**Selected extract**
- Opening Delimiter -

Did you know that several reports are predicting that there will be more plastic in the sea than fish by 2050, if we humans don't change our ways? Plastic is lethal to marine life and has gravely affected its continuity over the past 50 years. For those reasons, Hurghada Environmental Protection and Conservation Association (HEPCA) has long struggled against the usage of plastic and its unreasonable consumption in the Red Sea and the surrounding areas, and it was just announced that their efforts have finally paid off when their proposal was accepted by the government.
The Red Sea Governor has issued a decree to ban plastic usage in the governorate starting June 1. The decree was issued to protect the species that suffer upon consuming plastic, which in turn is also a risk to human health as we consume some of that marine life. The ban on using single-use plastic bags will apply to Red Sea restaurants, coffee shops, markets, butchers, groceries, pharmacies, fruit vendors, and so on. It will also apply to plastic cutleries -- plates, forks, spoons, and so on -- being used in restaurants and all F&B outlets in general, as well as safari and boat rides. The ban will not apply to heavy duty plastic garbage bags. Plants will also not be allowed to produce plastic bags within the city.

- Closing Delimiter -

**Data provided**

- Opening Delimiter -

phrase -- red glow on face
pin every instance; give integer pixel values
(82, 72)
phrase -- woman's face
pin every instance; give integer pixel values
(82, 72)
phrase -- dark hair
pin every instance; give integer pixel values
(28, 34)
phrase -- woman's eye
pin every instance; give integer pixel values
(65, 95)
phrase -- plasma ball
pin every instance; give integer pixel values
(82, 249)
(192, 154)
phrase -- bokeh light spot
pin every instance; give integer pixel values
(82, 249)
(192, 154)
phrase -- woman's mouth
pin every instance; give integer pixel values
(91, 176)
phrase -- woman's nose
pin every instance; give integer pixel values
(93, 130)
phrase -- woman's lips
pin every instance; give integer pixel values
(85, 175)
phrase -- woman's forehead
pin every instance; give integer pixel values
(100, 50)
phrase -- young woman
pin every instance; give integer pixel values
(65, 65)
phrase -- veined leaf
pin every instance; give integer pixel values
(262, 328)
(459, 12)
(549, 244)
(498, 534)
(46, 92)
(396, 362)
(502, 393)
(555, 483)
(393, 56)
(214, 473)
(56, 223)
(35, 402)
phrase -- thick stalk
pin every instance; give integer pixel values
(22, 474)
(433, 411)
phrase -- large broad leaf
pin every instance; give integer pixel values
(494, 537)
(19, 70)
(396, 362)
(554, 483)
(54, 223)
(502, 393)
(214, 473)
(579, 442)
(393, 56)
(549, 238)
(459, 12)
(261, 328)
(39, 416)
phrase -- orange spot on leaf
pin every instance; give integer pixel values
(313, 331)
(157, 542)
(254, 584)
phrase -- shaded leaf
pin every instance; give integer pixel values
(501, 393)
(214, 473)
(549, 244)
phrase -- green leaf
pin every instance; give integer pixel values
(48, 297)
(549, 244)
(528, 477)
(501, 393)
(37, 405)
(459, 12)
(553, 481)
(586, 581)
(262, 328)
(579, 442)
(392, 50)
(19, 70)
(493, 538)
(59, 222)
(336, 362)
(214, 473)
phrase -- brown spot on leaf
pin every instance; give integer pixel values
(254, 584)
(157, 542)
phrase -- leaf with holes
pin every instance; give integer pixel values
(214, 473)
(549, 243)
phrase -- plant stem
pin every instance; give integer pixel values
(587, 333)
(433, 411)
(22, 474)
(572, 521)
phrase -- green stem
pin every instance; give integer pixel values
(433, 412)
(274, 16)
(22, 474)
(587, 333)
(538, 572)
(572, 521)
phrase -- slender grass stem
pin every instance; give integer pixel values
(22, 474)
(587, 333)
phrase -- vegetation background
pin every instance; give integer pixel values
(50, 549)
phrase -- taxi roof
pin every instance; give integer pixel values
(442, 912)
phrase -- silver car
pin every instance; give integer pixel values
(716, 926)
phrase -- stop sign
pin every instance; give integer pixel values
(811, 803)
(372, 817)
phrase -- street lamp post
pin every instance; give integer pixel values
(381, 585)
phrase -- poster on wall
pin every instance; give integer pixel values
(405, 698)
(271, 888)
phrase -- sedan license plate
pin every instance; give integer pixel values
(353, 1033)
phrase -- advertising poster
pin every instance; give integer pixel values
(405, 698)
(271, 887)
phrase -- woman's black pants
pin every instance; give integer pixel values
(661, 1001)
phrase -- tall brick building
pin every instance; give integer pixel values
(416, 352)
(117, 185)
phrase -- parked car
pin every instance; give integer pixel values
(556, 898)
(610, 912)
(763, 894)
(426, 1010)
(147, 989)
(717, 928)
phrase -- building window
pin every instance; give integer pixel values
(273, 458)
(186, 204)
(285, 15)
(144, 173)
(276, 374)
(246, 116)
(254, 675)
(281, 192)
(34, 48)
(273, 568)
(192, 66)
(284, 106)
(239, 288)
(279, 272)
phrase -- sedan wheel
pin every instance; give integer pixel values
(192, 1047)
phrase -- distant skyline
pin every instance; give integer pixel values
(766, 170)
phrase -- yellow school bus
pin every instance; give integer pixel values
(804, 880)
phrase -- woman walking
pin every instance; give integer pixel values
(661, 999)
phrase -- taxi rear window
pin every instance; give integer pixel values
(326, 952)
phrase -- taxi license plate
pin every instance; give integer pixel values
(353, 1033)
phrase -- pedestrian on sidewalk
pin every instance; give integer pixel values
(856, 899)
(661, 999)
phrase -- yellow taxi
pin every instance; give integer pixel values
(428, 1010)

- Closing Delimiter -

**What this exercise asks**
a - Answer these questions about the article on the Red Sea plastic ban, marking your answers (i), (ii), (iii):
(i) By what year do several reports predict there will be more plastic in the sea than fish?
(ii) On what date does the governor's ban on plastic take effect?
(iii) Which kind of plastic bag is exempt from the ban?
b - Rewrite the part of the article on the Red Sea plastic ban starting with "The Red Sea Governor" and going on through "within the city.", switching "butchers" to "bakeries".
c - Can you resume the article on the Red Sea plastic ban, picking up after its last sentence?

**Answers to each task**
a -
(i) 2050
(ii) June 1
(iii) Heavy duty plastic garbage bags

b -
The Red Sea Governor has issued a decree to ban plastic usage in the governorate starting June 1. The decree was issued to protect the species that suffer upon consuming plastic, which in turn is also a risk to human health as we consume some of that marine life. The ban on using single-use plastic bags will apply to Red Sea restaurants, coffee shops, markets, bakeries, groceries, pharmacies, fruit vendors, and so on. It will also apply to plastic cutleries -- plates, forks, spoons, and so on -- being used in restaurants and all F&B outlets in general, as well as safari and boat rides. The ban will not apply to heavy duty plastic garbage bags. Plants will also not be allowed to produce plastic bags within the city.

c -
On its end, HEPCA is committed to on-the-ground work by conducting workshops, cleanups, events, and social awareness campaigns about the damage of plastic, and how we can avoid that. They plan on targeting hotels and resorts in the area, and they've recently awarded Grand Siva hotel in Hurghada a certification for being the first hotel to apply this strategy for 2018.